Valéry Giscard d'Estaing, France's president from 1974 to 1981, has died at the age of 94.




He died of complications from coronavirus, surrounded by his family at his estate in central France.

A centre-right, pro-Europe politician, Giscard d'Estaing also liberalised laws on divorce, abortion and contraception during his seven years in power.

President Emmanuel Macron said his presidency had transformed France and his direction still guided its way.

"A servant of the state, a politician of progress and freedom, his death has plunged the French nation into mourning," he said in a statement.

The late president's family said his funeral would take place amid "strict intimacy".

Long career in politics

In later life, Giscard d'Estaing liked to portray himself as the grand old man of French politics.

As one of France's youngest presidents - he was 48 when he came to power, he had a longer career in politics after he left high office than he had enjoyed on his way to the Élysée Palace.

He was seen by many as arrogant and aloof; his presidential popularity was short-lived and he was eventually squeezed out of office by a strengthening of opposition from both the left and the right.

■ Provided data
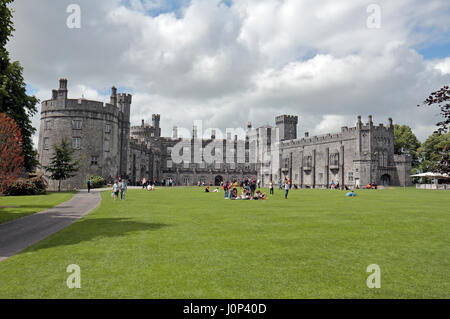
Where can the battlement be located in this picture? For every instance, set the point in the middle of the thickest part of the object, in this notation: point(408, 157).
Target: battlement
point(124, 98)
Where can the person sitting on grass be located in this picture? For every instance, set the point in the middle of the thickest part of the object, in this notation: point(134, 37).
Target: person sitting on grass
point(259, 195)
point(244, 195)
point(233, 194)
point(351, 194)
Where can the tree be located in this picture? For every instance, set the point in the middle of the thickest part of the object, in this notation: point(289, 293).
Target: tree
point(11, 158)
point(429, 153)
point(405, 142)
point(62, 166)
point(14, 100)
point(441, 98)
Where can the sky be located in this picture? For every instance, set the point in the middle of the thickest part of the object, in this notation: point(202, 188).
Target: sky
point(231, 62)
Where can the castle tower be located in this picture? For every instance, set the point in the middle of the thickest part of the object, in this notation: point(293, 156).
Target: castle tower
point(155, 123)
point(287, 125)
point(124, 105)
point(113, 100)
point(62, 91)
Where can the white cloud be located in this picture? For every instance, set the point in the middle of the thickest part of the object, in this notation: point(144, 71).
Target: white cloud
point(248, 62)
point(443, 66)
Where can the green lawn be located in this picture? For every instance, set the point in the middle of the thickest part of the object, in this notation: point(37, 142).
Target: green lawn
point(13, 207)
point(183, 243)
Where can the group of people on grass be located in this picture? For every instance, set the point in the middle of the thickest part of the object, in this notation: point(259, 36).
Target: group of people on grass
point(248, 189)
point(169, 182)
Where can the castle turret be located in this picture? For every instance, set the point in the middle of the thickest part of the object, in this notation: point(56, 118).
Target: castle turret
point(113, 96)
point(155, 120)
point(287, 125)
point(62, 91)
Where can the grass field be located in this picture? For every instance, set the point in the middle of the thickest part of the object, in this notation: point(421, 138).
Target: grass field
point(13, 207)
point(183, 243)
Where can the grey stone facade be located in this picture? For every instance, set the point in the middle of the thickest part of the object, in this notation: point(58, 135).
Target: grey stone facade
point(353, 157)
point(108, 146)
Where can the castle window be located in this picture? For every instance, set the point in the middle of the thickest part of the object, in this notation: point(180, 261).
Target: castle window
point(350, 176)
point(106, 146)
point(45, 143)
point(77, 124)
point(76, 142)
point(334, 159)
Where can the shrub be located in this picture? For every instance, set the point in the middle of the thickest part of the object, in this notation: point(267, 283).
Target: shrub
point(26, 186)
point(97, 181)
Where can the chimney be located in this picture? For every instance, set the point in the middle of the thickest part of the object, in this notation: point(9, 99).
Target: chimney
point(175, 132)
point(113, 99)
point(62, 92)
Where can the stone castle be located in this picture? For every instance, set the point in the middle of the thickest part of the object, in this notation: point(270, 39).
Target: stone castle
point(106, 144)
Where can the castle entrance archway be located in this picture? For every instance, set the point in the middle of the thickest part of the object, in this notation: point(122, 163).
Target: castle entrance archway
point(385, 180)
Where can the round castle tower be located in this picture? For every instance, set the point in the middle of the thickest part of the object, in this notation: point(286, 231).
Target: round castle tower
point(98, 132)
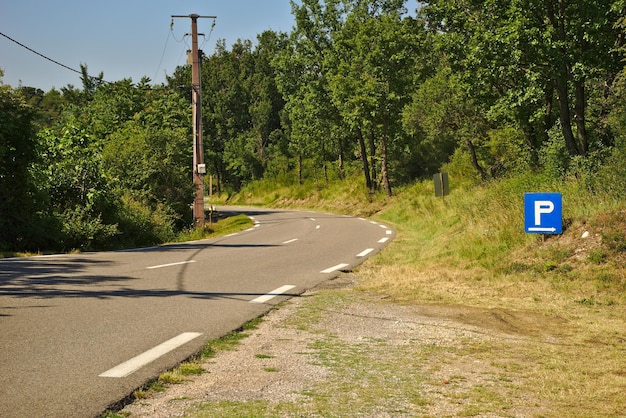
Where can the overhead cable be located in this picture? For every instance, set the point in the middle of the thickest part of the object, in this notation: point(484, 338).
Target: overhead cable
point(47, 58)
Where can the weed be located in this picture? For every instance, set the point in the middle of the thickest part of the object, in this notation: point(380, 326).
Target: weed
point(597, 256)
point(263, 356)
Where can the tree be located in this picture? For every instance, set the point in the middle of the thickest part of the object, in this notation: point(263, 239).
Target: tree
point(17, 153)
point(517, 56)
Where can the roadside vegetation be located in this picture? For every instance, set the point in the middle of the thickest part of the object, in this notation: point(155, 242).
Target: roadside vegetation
point(353, 111)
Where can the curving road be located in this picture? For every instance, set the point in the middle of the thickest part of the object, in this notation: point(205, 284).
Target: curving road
point(80, 332)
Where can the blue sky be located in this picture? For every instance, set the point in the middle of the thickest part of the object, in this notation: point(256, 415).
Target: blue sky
point(123, 39)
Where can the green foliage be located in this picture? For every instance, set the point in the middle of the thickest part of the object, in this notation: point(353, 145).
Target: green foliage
point(17, 153)
point(84, 231)
point(480, 90)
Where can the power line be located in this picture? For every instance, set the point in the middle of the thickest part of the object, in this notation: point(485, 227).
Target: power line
point(47, 58)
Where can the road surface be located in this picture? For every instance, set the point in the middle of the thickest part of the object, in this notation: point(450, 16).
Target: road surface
point(80, 332)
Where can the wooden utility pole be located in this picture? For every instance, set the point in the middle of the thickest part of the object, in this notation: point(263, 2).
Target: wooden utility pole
point(199, 168)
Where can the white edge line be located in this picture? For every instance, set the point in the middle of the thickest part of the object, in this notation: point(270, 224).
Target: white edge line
point(135, 363)
point(170, 264)
point(365, 252)
point(335, 268)
point(273, 294)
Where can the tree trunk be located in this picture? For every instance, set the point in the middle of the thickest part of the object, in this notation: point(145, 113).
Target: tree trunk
point(565, 117)
point(342, 171)
point(563, 73)
point(366, 169)
point(372, 145)
point(383, 166)
point(579, 116)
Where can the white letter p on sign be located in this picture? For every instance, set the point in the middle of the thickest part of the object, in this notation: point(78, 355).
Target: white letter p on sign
point(542, 207)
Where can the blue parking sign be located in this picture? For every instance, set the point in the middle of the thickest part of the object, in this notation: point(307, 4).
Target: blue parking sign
point(543, 213)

■ Exercise requirements
a: According to the Giscard d'Estaing article, how old was he when he came to power?
b: Reproduce the Giscard d'Estaing article word for word, starting at the words "The late president's" and stopping after "and the right.".

■ Solutions for each task
a: He was 48.

b:
The late president's family said his funeral would take place amid "strict intimacy".

Long career in politics

In later life, Giscard d'Estaing liked to portray himself as the grand old man of French politics.

As one of France's youngest presidents - he was 48 when he came to power, he had a longer career in politics after he left high office than he had enjoyed on his way to the Élysée Palace.

He was seen by many as arrogant and aloof; his presidential popularity was short-lived and he was eventually squeezed out of office by a strengthening of opposition from both the left and the right.